■ WHAT YOU NEED TO DO
Quote the listing below in full and exactly as written, but omit every picture.

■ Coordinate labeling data
* * *
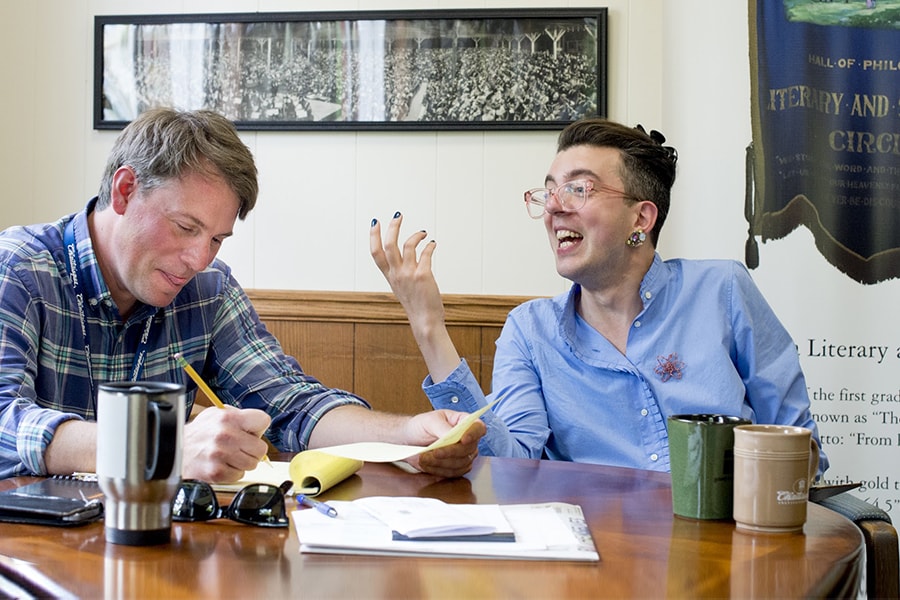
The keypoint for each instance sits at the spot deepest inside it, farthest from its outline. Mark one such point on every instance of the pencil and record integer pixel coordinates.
(205, 388)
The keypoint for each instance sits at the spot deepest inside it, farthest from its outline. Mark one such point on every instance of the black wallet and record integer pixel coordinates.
(30, 504)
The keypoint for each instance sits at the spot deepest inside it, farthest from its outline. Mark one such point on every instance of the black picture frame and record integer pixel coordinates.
(372, 70)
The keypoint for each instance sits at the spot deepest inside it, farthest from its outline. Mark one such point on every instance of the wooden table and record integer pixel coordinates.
(644, 551)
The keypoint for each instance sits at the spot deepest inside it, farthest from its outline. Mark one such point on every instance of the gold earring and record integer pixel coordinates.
(636, 238)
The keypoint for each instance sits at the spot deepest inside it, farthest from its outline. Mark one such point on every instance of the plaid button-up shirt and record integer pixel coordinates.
(44, 374)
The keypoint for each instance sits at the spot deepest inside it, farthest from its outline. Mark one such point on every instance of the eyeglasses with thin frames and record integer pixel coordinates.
(257, 504)
(571, 196)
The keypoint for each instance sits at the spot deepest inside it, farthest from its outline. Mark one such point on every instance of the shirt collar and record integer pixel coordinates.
(95, 287)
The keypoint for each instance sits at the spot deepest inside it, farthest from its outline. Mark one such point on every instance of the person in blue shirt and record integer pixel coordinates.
(591, 375)
(113, 292)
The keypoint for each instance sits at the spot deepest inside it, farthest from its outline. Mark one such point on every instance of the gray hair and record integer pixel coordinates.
(162, 144)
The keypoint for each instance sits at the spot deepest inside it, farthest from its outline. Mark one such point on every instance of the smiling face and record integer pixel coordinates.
(589, 243)
(150, 243)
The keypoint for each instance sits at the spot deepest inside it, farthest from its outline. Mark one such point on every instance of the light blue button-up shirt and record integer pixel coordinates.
(706, 341)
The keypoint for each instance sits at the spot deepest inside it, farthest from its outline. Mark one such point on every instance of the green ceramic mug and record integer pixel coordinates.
(701, 456)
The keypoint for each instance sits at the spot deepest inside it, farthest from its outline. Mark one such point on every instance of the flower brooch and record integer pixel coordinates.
(668, 367)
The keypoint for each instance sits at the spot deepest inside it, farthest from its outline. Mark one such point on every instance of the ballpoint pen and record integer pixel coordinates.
(205, 388)
(319, 506)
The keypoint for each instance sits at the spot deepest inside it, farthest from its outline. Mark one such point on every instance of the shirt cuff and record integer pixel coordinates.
(460, 391)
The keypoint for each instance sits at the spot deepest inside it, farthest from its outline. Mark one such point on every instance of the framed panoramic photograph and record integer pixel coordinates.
(395, 70)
* * *
■ RESULT FOR THIS TASK
The keypoint for each instance sits at the spot deepest inside it, farthest from its outline. Mark one such point on every instance of the pencil and record integer pixel coordinates.
(205, 388)
The keypoint for each instance sits at the spot deepest inside it, farthest from its outline. Mark one such point on every instance of the black wallet and record integer pixel coordinates.
(30, 504)
The keypoint for each instance sits at the spot deepest inside it, farthest from its outline. Mark one such point on every instance of the black picture frame and record integer pixel coordinates.
(372, 70)
The keypoint for each instance sits at the spot deepest inside it, farthest from its outline. Mark one such point on every instance of the wooden table and record integer pixel coordinates.
(644, 551)
The keypoint for each instance sits at the spot deepest inside it, farthest from its outline. Mark one such point on every instance of the gold earring and record integer pixel coordinates.
(636, 238)
The keypoint for each instance sits at the spot deepest inside it, farthest from its outline. Mark one such point on every instance of the plaid button-up shirt and record integer pixel coordinates.
(44, 374)
The keypoint for each instance sits at the spot deepest inside it, farthest from its outline. Mark one such point on every instance of the eyeglasses with thin frames and record integer pixel coordinates.
(257, 504)
(571, 196)
The keypoint for each instance sits at the spot deepest inside it, farthest from its outline. Mark one such point on every instance of the shirt collar and record integer pixel coordinates.
(95, 287)
The keypoint for each instance sits at the spot deepest inside it, farthest from its outline. Mark one such point on every instance of the person in blue shirt and record integer pixel coordinates.
(591, 375)
(113, 292)
The keypoint for each instance sits at the spot deepest inside it, farthest from its outline. Mark one such point on every instance of the gray hair and record integer pixel coordinates.
(162, 144)
The keypoint for each instance sits at the spot deepest inside it, farthest from its outline. Mark one such point on every instance of the smiling face and record integer pixel coordinates.
(589, 243)
(150, 243)
The keypoint for each instance sits at the spot deepest inside it, farthest from its outline. Mark one such point on every instance of the light blue button-up shirt and record integer pixel coordinates.
(706, 341)
The keypoint for each instance sits at the spot deepest inside it, farthest from its outline. Mark one such point on every instance of the green ceramic mug and record integer pixel coordinates.
(701, 456)
The keypoint for each instance sits at the spot deepest inside it, farthest from its outline. Mark one such point on every instance of the flower brooch and record integer pixel coordinates.
(668, 367)
The keypoint for each instance sits at the spot deepest inside it, farthest from its outline. Mark one such point on every instance of the ballpoint pen and record integer pixel coordinates.
(205, 388)
(319, 506)
The keypoint for each instance sits at the spot deepest inside it, farthest from its outline. Mark one such point on every instance of the shirt cuff and record integer pixel coordinates.
(460, 391)
The keypoint for each instance sits at the spot deepest inside it, farthest from its outline. Mark one such point on every instance of the framed panoramic photograph and record integer pixel coordinates.
(395, 70)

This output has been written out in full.